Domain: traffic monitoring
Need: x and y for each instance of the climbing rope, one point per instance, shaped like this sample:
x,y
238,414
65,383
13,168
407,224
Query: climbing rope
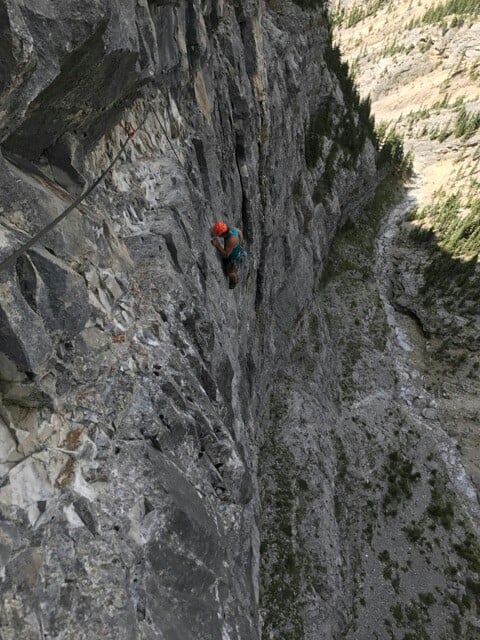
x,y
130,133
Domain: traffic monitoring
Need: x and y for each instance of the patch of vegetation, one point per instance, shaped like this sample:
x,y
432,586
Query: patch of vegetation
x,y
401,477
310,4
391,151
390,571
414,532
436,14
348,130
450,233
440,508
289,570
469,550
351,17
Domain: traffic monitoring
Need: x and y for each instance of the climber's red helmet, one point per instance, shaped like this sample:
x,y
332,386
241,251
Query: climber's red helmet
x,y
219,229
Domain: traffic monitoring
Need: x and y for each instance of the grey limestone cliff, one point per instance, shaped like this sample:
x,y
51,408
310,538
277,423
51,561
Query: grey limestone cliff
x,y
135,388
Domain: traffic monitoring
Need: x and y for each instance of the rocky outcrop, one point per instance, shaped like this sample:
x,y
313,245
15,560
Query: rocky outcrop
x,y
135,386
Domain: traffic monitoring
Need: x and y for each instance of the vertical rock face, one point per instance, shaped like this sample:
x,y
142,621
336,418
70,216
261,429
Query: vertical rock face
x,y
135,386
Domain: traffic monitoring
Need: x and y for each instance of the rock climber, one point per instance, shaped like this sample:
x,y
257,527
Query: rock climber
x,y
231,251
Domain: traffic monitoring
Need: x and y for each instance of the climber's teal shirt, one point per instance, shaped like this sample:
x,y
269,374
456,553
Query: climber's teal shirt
· · · · · · ·
▸ **Task brief**
Output exactly the lines from the one containing "Need: x and y for each instance of the climber's teal" through the last line of the records, both included. Output nothing else.

▸ **Written solution**
Need: x and y for each instance of the climber's teal shirt, one point per instance, shaped like this sample:
x,y
269,374
456,553
Query: climber's teal shirt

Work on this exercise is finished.